--- Records for this exercise Enclosed Below ---

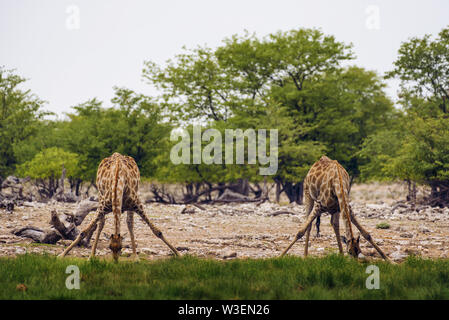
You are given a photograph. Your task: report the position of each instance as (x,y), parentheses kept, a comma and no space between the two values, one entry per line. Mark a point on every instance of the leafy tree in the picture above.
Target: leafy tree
(291,81)
(423,67)
(416,149)
(47,166)
(20,111)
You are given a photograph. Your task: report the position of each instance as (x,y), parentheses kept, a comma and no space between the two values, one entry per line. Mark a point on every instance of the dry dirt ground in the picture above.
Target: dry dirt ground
(225,231)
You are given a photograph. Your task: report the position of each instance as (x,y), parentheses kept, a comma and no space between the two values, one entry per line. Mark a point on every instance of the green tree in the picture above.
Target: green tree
(20,111)
(46,169)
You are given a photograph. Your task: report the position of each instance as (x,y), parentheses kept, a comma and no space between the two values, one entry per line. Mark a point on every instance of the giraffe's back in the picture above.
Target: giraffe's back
(127,176)
(322,183)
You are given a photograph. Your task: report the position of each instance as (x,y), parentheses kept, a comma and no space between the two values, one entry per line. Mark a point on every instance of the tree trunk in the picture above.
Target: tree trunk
(294,192)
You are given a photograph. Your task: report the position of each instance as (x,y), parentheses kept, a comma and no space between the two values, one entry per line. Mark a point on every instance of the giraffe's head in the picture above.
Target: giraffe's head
(116,245)
(353,246)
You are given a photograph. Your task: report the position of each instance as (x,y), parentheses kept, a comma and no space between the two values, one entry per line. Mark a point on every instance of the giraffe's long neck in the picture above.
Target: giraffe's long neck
(116,206)
(343,200)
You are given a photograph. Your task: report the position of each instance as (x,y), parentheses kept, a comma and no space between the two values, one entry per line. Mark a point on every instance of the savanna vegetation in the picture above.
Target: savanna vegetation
(331,277)
(300,82)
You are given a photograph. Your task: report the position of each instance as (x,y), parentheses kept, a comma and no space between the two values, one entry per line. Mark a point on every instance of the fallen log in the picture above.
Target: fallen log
(50,236)
(63,226)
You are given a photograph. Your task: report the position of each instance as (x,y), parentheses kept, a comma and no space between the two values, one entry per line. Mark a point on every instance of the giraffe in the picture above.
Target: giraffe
(118,182)
(326,189)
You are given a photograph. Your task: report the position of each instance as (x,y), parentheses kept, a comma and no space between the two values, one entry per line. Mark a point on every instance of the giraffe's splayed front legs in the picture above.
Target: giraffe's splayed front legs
(368,237)
(130,222)
(304,227)
(156,231)
(97,237)
(85,232)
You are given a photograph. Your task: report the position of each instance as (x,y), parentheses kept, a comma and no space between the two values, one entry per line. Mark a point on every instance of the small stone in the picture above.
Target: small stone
(230,254)
(424,229)
(397,255)
(406,235)
(21,287)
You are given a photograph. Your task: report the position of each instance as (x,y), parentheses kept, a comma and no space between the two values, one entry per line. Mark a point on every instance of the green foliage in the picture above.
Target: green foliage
(49,163)
(423,67)
(291,81)
(330,277)
(20,111)
(417,147)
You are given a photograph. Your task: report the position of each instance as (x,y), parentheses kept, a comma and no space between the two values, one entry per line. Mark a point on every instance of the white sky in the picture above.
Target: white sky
(67,66)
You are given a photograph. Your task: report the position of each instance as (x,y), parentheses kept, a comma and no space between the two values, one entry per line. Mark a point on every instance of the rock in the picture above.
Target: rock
(406,235)
(424,229)
(21,287)
(230,254)
(397,255)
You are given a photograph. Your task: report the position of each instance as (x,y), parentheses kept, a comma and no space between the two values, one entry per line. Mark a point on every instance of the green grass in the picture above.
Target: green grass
(331,277)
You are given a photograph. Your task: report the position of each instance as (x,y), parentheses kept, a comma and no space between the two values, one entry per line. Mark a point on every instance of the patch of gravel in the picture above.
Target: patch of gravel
(227,231)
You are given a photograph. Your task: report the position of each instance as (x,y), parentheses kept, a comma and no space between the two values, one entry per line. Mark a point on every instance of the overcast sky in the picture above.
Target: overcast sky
(76,50)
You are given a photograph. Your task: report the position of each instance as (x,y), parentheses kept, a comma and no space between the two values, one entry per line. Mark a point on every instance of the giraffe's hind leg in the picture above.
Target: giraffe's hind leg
(335,221)
(308,202)
(100,228)
(315,212)
(306,246)
(317,224)
(367,236)
(156,231)
(100,213)
(130,222)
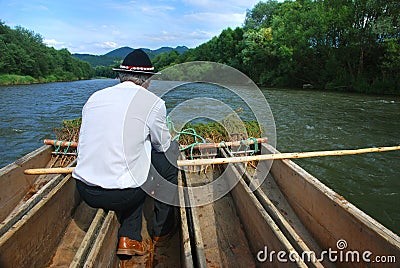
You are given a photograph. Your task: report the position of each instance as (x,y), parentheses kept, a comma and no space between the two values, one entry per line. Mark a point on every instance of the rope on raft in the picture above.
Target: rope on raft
(244,145)
(199,140)
(57,148)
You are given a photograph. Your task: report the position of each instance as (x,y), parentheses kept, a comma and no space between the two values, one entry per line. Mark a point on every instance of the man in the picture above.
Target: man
(123,131)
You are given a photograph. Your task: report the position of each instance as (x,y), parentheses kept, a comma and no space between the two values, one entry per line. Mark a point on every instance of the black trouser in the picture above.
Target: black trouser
(128,203)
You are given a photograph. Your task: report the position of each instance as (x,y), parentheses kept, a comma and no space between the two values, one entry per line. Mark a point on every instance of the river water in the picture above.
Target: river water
(305,121)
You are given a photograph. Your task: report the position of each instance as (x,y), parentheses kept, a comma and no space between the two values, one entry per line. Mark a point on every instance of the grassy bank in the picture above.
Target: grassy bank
(13,79)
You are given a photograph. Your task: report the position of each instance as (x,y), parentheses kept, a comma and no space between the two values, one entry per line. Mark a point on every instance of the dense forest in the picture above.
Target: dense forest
(346,45)
(24,58)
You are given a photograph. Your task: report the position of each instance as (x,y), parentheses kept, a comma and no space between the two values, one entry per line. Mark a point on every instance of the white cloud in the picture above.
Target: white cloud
(53,43)
(107,45)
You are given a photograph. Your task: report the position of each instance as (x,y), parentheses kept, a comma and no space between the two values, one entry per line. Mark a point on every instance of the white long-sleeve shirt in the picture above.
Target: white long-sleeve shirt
(120,124)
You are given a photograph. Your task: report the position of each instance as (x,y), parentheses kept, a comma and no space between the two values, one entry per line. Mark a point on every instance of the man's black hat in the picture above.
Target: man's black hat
(136,62)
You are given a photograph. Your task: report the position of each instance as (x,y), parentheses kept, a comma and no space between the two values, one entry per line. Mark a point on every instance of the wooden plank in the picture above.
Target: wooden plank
(328,216)
(25,205)
(73,236)
(14,184)
(88,240)
(35,237)
(186,249)
(283,216)
(194,225)
(261,230)
(103,252)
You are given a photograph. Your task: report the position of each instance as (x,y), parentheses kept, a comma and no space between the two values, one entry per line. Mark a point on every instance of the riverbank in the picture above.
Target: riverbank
(13,79)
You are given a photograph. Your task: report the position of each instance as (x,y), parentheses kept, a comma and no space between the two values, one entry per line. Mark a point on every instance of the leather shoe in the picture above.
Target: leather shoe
(127,246)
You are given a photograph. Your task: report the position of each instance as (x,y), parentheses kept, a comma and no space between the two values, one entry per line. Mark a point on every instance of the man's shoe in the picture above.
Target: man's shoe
(131,247)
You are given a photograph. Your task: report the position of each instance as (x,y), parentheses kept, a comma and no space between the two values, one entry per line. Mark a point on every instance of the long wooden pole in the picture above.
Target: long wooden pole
(74,144)
(214,161)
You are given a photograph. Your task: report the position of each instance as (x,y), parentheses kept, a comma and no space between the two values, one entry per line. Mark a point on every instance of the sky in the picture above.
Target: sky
(98,27)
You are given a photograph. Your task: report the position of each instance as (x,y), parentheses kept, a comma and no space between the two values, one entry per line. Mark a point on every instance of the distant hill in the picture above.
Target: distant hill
(117,55)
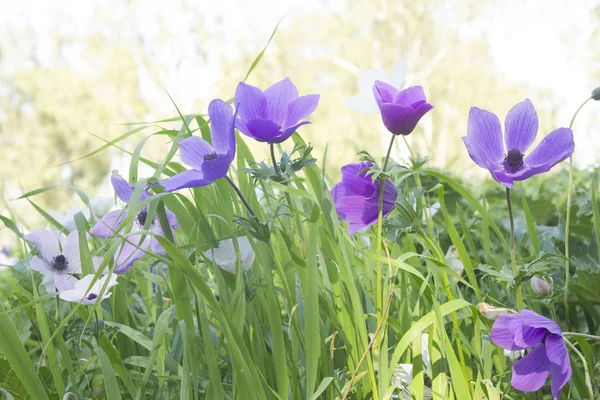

--- End of Enclosed Records for this exercise ---

▸ **Your instructions**
Each entry above is to be written out again unchanged, apart from the pictures, which are left out.

▸ **Task answer**
You are given a photograph. Your task: report the position of each instance as (x,y), parentheses kept, a comma and no space between the two values, one entry per line. Mark a point on every instance of the leafy tree in the picture above.
Target: leafy tree
(291,81)
(423,67)
(416,149)
(47,166)
(20,111)
You are given a photograph. Your task: report the position of each instance as (x,y), parentheses kept, a comma and no space between the two values, one entry per line. Mark a point on every instance of the dry dirt ground in the picture above.
Target: dry dirt ground
(225,231)
You are given a photograph. Your task: report the position of each instance as (x,y), parentheses kept, a comma and no space between the two values, one entry per line. Mark a point on every instance of the green tree in the picture above.
Target: green tree
(20,111)
(46,169)
You are given a photograph. Your task: report the position of each instance as (x,y), parentheses kept, a comma and no space between the two values, one entry per line. Mark a point on every instance of the giraffe's back in the picture above.
Target: giraffe's back
(127,176)
(322,183)
You are given a photograph. Your task: report the position of each instance as (x,y), parentheses kept, a comma and no space between the two values, one entry per line. Mark a point on every instance of the tree trunk in the picture above.
Target: tree trunk
(294,192)
You are given a photograph. Your task: report the position of each instance as (x,y), parentheses kept, a comma and no space between the two values, one entry per line. Mark a point on every instance of the giraffe's head in the picture above.
Target: giraffe's head
(116,245)
(353,246)
You are given a photograph. Your task: report the position of each instance as (x,y), parentheses kept, a comma and no space between the two values, one entry per line. Mark a point on every instance of the giraffe's long neck in the picture above.
Target: giraffe's long neck
(116,206)
(343,200)
You are given a photograph. Your task: report the position of each instance as (x,y), parentheses kept, a comma and no space between the two values, one entry per line. Mark a point on every instance of the savanna vegetation in the picture above.
Target: savanna vegetation
(331,277)
(300,82)
You are given a photograph. Your task: report the position of each instance as (x,y), parentheses kept, a comma and no space between the two values, one entry per line. Mark a point on every instance of the fallen log in the picture above.
Target: fallen log
(50,236)
(63,226)
You are given a photograph. Your task: report the position of each instance as (x,y), parentheses kept, a comma and no space between the two values, one entry per line. Mark a point on every instance of the giraffe in the picture above.
Target: giraffe
(118,182)
(326,189)
You are given a photograph. Your task: report the position of each instance as (x,y), parentheses kept, a comma and no space between the two values, one entry per line. Mark a point on every instance of the giraffe's splayed front legs in the picture above.
Target: giraffe's splayed front legs
(368,237)
(130,222)
(304,227)
(156,231)
(97,237)
(85,232)
You are given a photograph. Your task: report the position of each instance as (x,y), parentheses kept, a comma and no space between the two values, one entry per line. Mark a point on every instance of the small stone in the picture above.
Target: small stone
(230,254)
(424,229)
(397,255)
(406,235)
(21,287)
You are given a photograph. Your task: report the position of each instance as (x,y), parentheses kept, a comma and no space between the two values, one entry per line. Mark a point on every instance of the green foliage in the picture above.
Target: green foliage
(49,163)
(423,67)
(291,81)
(330,277)
(20,111)
(417,147)
You are given a photograph. Your task: report the position of each instance as (x,y), parentheses kept, a comma and no space between the two values, one entry per line. Mark a point on every instance of the white sky in the picture above.
Target: white sky
(67,66)
You are given a photograph. Your task: report the position of each instance as (x,y), parentheses kept, a comma and no space between the two values, one entry per line. Mark a point on every instance of the rock in the picture above.
Target: rock
(406,235)
(424,229)
(21,287)
(230,254)
(397,255)
You are given a photograph. Your task: report the position of each instance as (x,y), parentheses kept, a comma and no space between the two values, one entry per line. Mark a point on every instance of the green grass in the picture above.
Target: green grass
(331,277)
You are given a photograph. Your task: report the position of each instance as (x,y), parentheses kept, a comma and no space between the two values, one entry per line. Mark a point on every instance of the patch of gravel in the picture above.
Target: patch of gravel
(227,231)
You are given a photograph. Your task: report the position of each instance as (x,y), parentheses kept, a comma and no space between the two values, one entry per line. Mark a point on every instance of the overcast sky in the picture above.
Target: overcast sky
(76,50)
You are given a photograph. Your task: report the position of each instance as (x,y), parentheses kept, a comma and no space between the two values, one entry per line. Mark a point on every instance of the giraffe's hind leg in the picture above.
Target: giraffe's hind leg
(335,221)
(308,202)
(100,228)
(315,212)
(306,246)
(317,224)
(367,236)
(156,231)
(100,213)
(130,222)
You are given a photograph. Your task: report the position of each instance as (x,y), parentheses kept, a comma and no space between the two values, one entry per line. Mark a point on every instance of the rope on raft in the picture above.
Target: rope on raft
(244,145)
(199,140)
(57,148)
You are given a photograph. Your task: report the position of each instance as (x,y), parentheses kept, a comma and no space between the two values, one entry per line. Mark a point on every instance of the man in the picture above.
Target: man
(123,131)
You are given a photograph. Your task: report the position of each instance as (x,y), parentheses kept, a comma and no space between the two values, one entry per line. Mark a point on every instance of the black trouser in the picture above.
Target: black trouser
(128,203)
You are given a photograph. Your task: report the position of each instance as (x,y), parentheses kept, a comma and no space between the two values, one entry per line. Mark a point on every instance of the river water in the picture above.
Target: river water
(305,121)
You are given a photograph. Your task: report the position of each instance as (x,y), parentheses kept, a comma and no space between the two values, one entry per line. Mark a point on every instance of the grassy bank in the picture above.
Target: grassy bank
(13,79)
You are given a photograph. Your task: report the position of each instance as (x,y), parentheses kept, a comma and no space between the two values, one entry per line. Mark a point on every instance of the dense forest in the picture above.
Target: dense forest
(346,45)
(24,58)
You are given a photograph. Your task: report the position of each instance as (x,y), parentheses kept, a comma and no space between the two values, one entry per line. Mark a point on every instance of the white cloud in the picture above.
Target: white cloud
(53,43)
(107,45)
You are given a photograph. Your task: report the position of each instance as (x,y), parentheses kept, a comma and no space between the two values, one entry per line. Mark a point on every instance of the white long-sleeve shirt in the picture above.
Target: white long-sleeve shirt
(120,124)
You are given a photograph. Your task: report the position of each instance as (x,y), parentheses kept, a comma and no space between the two values, one entry per line. Mark a point on every instance of the man's black hat in the picture above.
Target: man's black hat
(136,62)
You are given a photograph. Your task: report the position of each instance as (x,y), parentheses kept, a comma and no space between the two values, one entry per line. Mark a point on every instance of the wooden plank in the picture above.
Target: wooden plank
(328,216)
(25,205)
(73,236)
(14,184)
(88,240)
(35,237)
(186,249)
(283,216)
(194,225)
(261,230)
(103,252)
You are given a photograph. Your task: report the position of each instance as (x,y), parentheses kept, a comma and no space between the two values, one entry per line. Mark a point on every instance of the riverbank in the picture above.
Target: riverbank
(13,79)
You are given a photograph. Your task: report the position of each instance as (x,y), parentheses kept, a comma and no space between the two values, one entry per line. Mark a point on every instance of the leather shoe in the picture above.
Target: leather shoe
(127,246)
You are given a photograph. Your task: report the position of each instance as (x,y), parentheses kept, a comma and no space between the two values, one entry per line. Mark a point on every instance of the man's shoe in the picture above.
Target: man's shoe
(131,247)
You are given a photograph. Your task: report the position of each instance as (x,y), parentheses kept, a comma and no space between the two values, one entry per line. Mark a point on every instance of the long wooden pole in the picture above.
Target: long wooden pole
(74,144)
(214,161)
You are given a photograph. Your task: report the position of each instance as (x,y), parentheses kept, a comma and no space between the two values, one entry per line. Mark a point on every instance of the sky in the picture above.
Target: sky
(98,27)
You are given a photograph. Your task: report the position of each instance as (x,y), parentheses kept, a comma and no space between the two values, one entry per line. Mark a point on every instance of the distant hill in the picture above.
Target: distant hill
(117,55)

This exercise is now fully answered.